__ACTIONS TO TAKE__:
1. Shorten the paragraph in the homeowners insurance article below that begins "All homeowners insurance policies vary," keeping its main facts.
2. Carry on the homeowners insurance article below, picking up after its final sentence.

__DOCUMENT EXCERPT__:
* * * * * * *

Homeownership is an important financial milestone for many Americans. When you have your own home, you get to decide how it looks, what furniture you get, and even build wealth.
However, some risks are associated with owning a home, including damage, vandalism, theft, and more. Although these are not pleasant topics, they are still very real, and homeowners insurance is one of the best tools to protect against any of these losses.
Before you go and buy a new homeowners insurance policy, it’s important to understand how much coverage you need, what type of policy you should buy, and how much you want to pay for your deductible.
Today, we will discuss some of the most important aspects of purchasing a homeowners insurance policy and how to find the right amount of coverage for your home.
Homeowners insurance is a type of insurance line designed to reimburse and pay for damage caused by covered losses that happen to your home.
If your roof collapses from the weight of snow or a fire break out in your kitchen, your homeowner’s insurance policy will step in and pay for the repairs so that you don’t have to pay out-of-pocket.
Most policies will pay for all repairs up to the price of rebuilding an entire home. Homeowner’s insurance policies will also pay for temporary housing if your home is rendered unlivable while it is being prepared.
Choosing The Right Policy
All homeowners insurance policies vary depending on the age, value, and condition of the home being insured. Some policies are standard that will work for most homes, while others are more comprehensive and have fewer exclusions.
It’s important to research your options before choosing a policy to apply for because you want to make sure you get adequate coverage for your home without overpaying for your premium.
HO-3 Is the standard homeowner’s insurance policy offered by most insurance companies, and they cover 16 different perils that could befall your home. While these perils seem limited, they account for the majority of claims filed by homeowners:
- Lightning and fire
- Volcanic activity
- Falling objects
- Damage from Power surges
- Sudden defects in hot water systems
- Overflow of water and discharge from plumbing and air conditioning systems
- Air conditioning and plumbing freezing
- Snow ice and sleet damage
- Damage from vehicles
- damage caused by aircraft
- Windstorms and hail
If you have a mortgage from a bank or other lender, they most likely require you to have homeowners insurance to help protect their investment. Since a lender is taking a risk by issuing a loan, having a homeowners insurance policy in place will mitigate a majority of their financial exposure.

* * * * * * *

[Collected data entries]
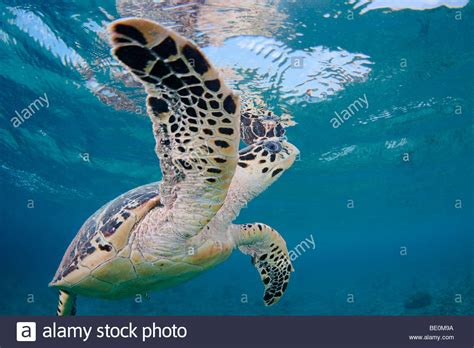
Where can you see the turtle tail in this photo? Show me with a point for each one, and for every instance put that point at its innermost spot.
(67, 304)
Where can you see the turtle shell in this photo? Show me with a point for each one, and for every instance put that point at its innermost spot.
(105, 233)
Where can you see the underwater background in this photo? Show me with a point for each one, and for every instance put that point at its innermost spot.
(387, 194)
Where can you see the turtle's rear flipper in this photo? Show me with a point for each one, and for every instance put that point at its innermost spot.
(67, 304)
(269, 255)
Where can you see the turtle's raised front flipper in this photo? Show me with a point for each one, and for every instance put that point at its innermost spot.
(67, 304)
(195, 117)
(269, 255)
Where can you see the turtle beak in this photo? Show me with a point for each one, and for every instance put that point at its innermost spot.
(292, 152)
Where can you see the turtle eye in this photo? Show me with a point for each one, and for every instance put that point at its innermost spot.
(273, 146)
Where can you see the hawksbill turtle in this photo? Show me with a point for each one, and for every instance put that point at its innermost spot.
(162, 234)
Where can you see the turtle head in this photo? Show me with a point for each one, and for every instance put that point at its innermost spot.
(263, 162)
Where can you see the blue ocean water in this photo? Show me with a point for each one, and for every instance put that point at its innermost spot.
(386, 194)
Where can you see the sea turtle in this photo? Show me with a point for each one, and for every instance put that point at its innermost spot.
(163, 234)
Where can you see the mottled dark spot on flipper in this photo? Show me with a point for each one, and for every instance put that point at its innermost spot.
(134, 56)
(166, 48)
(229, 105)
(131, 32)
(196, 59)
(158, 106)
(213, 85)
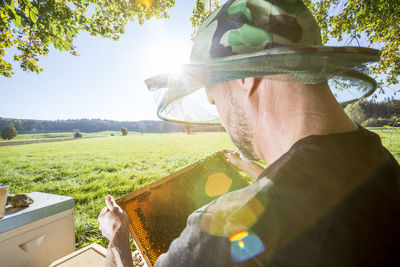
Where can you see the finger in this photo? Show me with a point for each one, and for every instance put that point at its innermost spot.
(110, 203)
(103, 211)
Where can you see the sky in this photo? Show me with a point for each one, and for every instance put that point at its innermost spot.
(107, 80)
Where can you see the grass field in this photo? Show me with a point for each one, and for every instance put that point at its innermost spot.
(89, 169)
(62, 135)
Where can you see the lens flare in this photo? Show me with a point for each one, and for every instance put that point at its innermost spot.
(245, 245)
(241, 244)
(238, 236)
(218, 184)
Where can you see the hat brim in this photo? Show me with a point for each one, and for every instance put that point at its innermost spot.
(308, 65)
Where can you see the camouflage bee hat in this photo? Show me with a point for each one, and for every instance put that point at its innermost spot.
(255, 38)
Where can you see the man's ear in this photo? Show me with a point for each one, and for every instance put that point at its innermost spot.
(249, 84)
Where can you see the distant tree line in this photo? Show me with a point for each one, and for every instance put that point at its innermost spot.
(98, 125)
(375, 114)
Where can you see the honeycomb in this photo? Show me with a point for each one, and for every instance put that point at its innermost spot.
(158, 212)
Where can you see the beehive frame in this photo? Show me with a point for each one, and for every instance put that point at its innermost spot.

* * * * * * *

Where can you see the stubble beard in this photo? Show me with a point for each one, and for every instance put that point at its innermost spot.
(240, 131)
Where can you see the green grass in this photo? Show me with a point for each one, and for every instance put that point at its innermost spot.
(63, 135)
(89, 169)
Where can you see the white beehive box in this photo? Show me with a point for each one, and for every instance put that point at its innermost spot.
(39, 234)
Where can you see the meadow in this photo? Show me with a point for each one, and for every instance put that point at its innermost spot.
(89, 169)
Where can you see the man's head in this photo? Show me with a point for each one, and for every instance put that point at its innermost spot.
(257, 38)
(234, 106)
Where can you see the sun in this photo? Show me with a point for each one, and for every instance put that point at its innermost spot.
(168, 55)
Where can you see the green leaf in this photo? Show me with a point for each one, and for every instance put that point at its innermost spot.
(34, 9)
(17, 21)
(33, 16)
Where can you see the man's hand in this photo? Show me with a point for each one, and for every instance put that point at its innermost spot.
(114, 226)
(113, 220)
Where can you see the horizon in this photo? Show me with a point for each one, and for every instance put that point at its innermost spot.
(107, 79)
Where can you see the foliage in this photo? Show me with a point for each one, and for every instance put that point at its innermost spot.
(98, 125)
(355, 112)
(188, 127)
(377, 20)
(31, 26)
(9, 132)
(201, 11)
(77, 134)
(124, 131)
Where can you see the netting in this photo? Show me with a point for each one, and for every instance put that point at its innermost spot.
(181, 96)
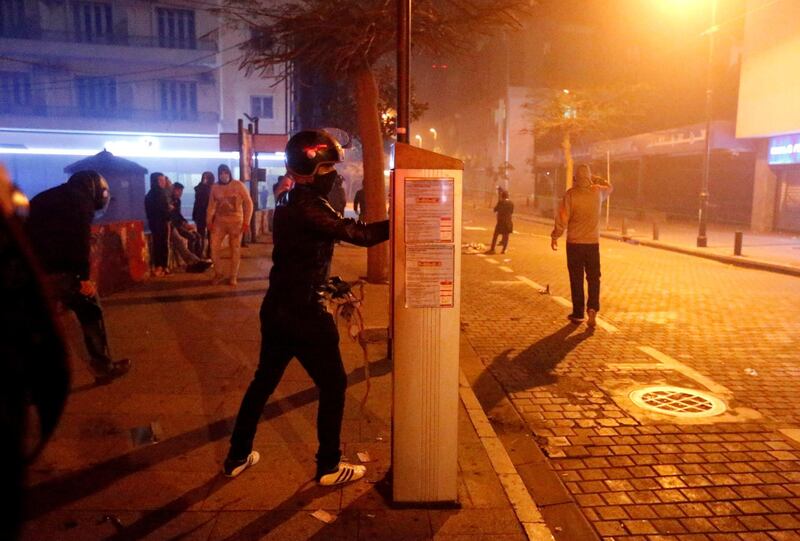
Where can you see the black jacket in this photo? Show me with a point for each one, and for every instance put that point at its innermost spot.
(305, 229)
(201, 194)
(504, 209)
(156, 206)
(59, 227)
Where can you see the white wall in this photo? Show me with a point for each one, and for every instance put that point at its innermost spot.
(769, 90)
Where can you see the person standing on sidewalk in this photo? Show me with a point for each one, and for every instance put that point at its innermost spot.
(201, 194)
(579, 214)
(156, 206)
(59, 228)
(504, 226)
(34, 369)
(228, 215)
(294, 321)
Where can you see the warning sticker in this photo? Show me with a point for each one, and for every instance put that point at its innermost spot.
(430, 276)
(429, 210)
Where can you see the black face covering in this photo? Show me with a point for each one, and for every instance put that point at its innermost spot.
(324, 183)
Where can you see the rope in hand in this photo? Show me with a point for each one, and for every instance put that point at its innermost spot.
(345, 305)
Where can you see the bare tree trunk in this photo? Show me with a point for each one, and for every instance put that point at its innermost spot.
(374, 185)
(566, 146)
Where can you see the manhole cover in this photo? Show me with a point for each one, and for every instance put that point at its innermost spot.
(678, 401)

* * * * * * *

__EXERCISE RESULTS__:
1. Homeowners insurance policies differ with the age, value, and condition of the insured home. Standard policies suit most homes, while more comprehensive ones have fewer exclusions.

2.
Even if you do not have a mortgage, the HO-3 coverage level is ideal for most homeowners because it drastically reduces the risk of paying for expensive repairs out of pocket.
HO-5 policies are designed to pay for damages to well-maintained, valuable homes in low-risk areas. Many insurance providers do not offer these policies, so if you are interested in an HO-5 insurance policy for your home, finding a provider may require extra legwork.
These policies offer all of the coverage included with HO-3 policies, plus any additional coverage that is not named as an exclusion on the policy.
Many standard homeowners insurance policies do not cover certain perils. Certain geographic areas are more susceptible to fires, hurricanes, or earthquakes, so depending on where you live, you may need to purchase additional insurance for those natural disasters.
Flood damage is excluded from most homeowners insurance policies, so if you live in an area prone to floods or in a house that has old plumbing, you may want to purchase additional flood insurance.
Earthquakes, landslides, and mudslides can all bring catastrophic damage to a residential area. Although general homeowners insurance policies do not cover damage caused by earthquakes and landslides, you are still able to purchase additional insurance supplements that will pay for damage caused by earthquakes and landslides.
As you look for an insurance policy, be realistic in the amount of coverage you are likely to need. For example, you do not want to purchase too much insurance and overpay for your premiums. You also do not want to be underinsured, so if something does happen, your policy will not be able to fully reimburse you.
There is a sweet spot where you have enough insurance to pay for a total loss scenario, but you are not paying for insurance you cannot use.
Deductibles for homeowners insurance policies are very similar to auto insurance policies and other insurance policies that require you to pay a deductible.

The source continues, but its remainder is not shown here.